**Given passage**
Search code examples
pythonswapdoubly-linked-list

Why does one variation of my doubly linked list node swap work while another almost identical variation does not on adjacent nodes?


I'm practicing linked data structures in Python. One problem I'm working on is a method to swap two nodes within a doubly linked list without just moving data. So no node1._data=node2._data or anything like that. I have to mess around the the next and previous pointers. It is a method as part of a doubly linked list class. This method in particular takes in pointers to nodes as parameters. Not values that it has to search for in the list. It's meant to be used in a sort where swapping occurs.

I have two versions. The first works perfectly while the second has issues. The difference is the placement of exactly one line. They are otherwise identical. The working code is as follows:

def _swap(self, node1, node2):
        assert l is not None and r is not None, "nodes to swap cannot be None"
        
        #Handle cases where nodes are front or rear
        if node1==self._front:
            self._front=node2
        elif node2==self._front:
            self._front=node1
            
        if node1==self._rear:
            self._rear=node2
        elif node2==self._rear:
            self._rear=node1


        #Swap pointers
        node1._next, node2._next = node2._next, node1._next
        
        
        if node1._next is not None:
            node1._next._prev=node1
        if node2._next is not None:
            node2._next._prev=node2
            
        node1._prev, node2._prev = node2._prev, node1._prev
        
        if node1._prev is not None:
            node1._prev._next=node1
        if node2._prev is not None:
            node2._prev._next=node2
            
        return

The non-working code is almost exactly identical but fails if the two nodes in question are directly adjacent to each to each other. The difference is the swap pointers section. The swaps for the previous pointers are changed alongside the swaps for the next pointers. Like so

 #Swap pointers
        node1._next, node2._next = node2._next, node1._next
        node1._prev, node2._prev = node2._prev, node1._prev
        
        
        if node1._next is not None:
            node1._next._prev=node1
        if node2._next is not None:
            node2._next._prev=node2
            
        
        if node1._prev is not None:
            node1._prev._next=node1
        if node2._prev is not None:
            node2._prev._next=node2
            
        return

The line is exactly the same but placed a few lines up. Why does this affect swaps of adjacent nodes? Why does it work fine when dealing with non-adjacent nodes? This is a just hunch I'm just thinking of right now but does it have to do with the fact that when the nodes are adjacent and you swap the pointers you end up having things pointing to themselves?

**Record extracts**
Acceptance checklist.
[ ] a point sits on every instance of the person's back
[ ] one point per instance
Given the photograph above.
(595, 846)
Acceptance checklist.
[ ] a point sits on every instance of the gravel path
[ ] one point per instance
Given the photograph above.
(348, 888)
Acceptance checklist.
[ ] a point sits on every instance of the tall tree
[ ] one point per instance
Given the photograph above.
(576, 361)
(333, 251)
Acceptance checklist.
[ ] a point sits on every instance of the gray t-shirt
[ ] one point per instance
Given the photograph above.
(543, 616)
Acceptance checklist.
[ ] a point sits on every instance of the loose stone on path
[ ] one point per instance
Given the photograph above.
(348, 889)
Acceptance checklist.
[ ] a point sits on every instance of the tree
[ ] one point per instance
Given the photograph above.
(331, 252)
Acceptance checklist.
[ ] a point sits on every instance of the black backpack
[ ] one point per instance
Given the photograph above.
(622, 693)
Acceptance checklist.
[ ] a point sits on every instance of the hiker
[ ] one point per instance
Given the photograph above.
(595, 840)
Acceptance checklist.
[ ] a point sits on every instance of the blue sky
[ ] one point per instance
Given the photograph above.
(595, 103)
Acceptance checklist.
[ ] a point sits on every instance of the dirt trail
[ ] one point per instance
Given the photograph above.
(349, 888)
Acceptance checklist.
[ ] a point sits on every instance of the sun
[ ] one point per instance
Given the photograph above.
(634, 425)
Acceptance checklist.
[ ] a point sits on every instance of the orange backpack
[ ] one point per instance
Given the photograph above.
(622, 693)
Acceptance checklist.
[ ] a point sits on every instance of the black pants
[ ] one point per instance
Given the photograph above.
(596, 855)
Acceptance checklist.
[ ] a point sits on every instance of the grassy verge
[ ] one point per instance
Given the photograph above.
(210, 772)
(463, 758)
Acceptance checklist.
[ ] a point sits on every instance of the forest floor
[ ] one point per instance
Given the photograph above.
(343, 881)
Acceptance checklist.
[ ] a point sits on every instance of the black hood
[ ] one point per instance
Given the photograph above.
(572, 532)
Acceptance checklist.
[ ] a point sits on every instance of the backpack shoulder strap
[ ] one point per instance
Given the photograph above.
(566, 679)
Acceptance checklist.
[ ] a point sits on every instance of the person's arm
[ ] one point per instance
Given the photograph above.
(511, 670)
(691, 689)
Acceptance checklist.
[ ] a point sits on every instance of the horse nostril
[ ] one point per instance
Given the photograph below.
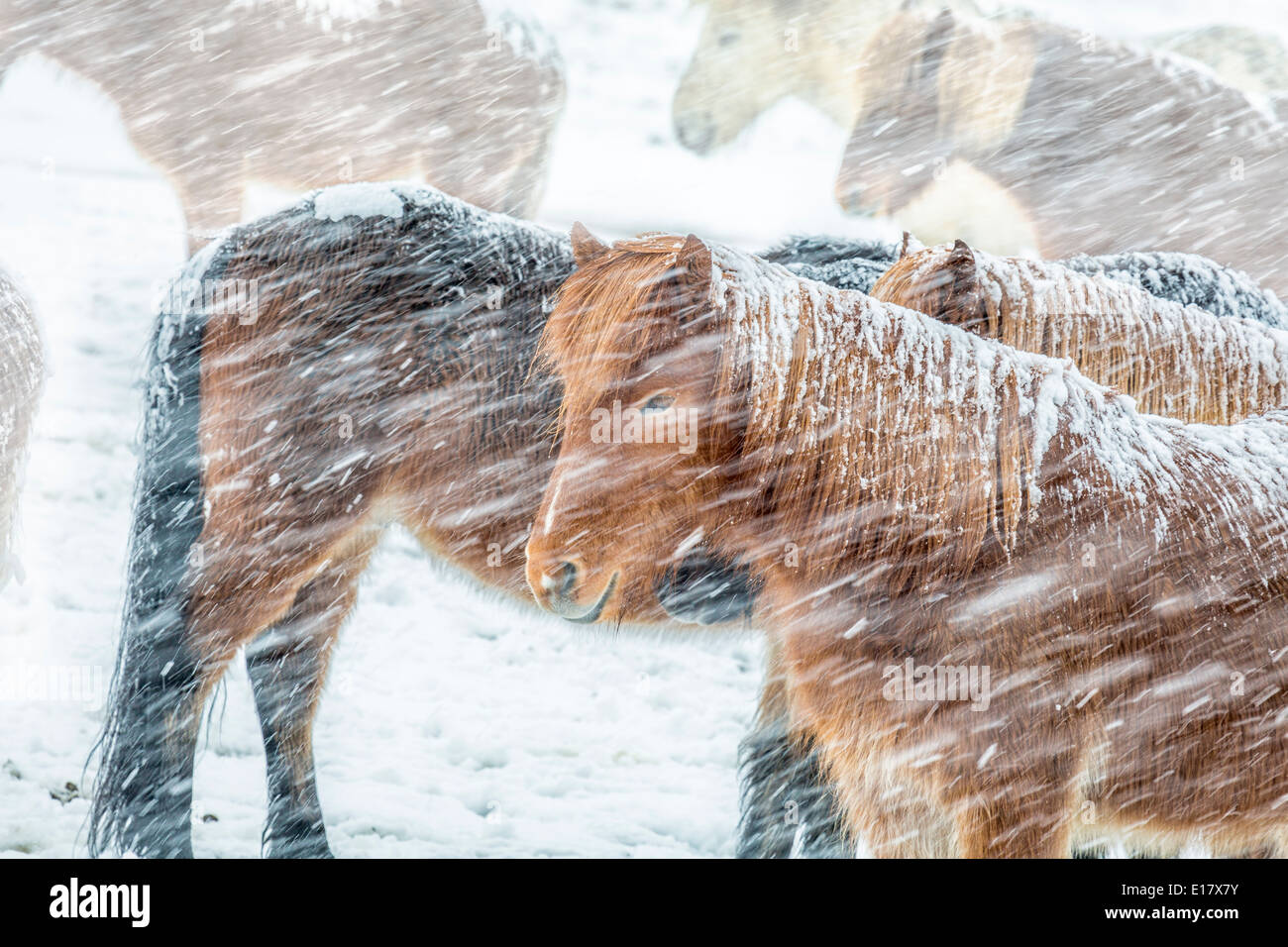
(567, 578)
(561, 579)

**To be done**
Repeat word for word the part of the linked-list swap question starting at "I'm practicing linked" and ending at "where swapping occurs.". This data was drawn from a separate source.

**Response to this exercise**
I'm practicing linked data structures in Python. One problem I'm working on is a method to swap two nodes within a doubly linked list without just moving data. So no node1._data=node2._data or anything like that. I have to mess around the the next and previous pointers. It is a method as part of a doubly linked list class. This method in particular takes in pointers to nodes as parameters. Not values that it has to search for in the list. It's meant to be used in a sort where swapping occurs.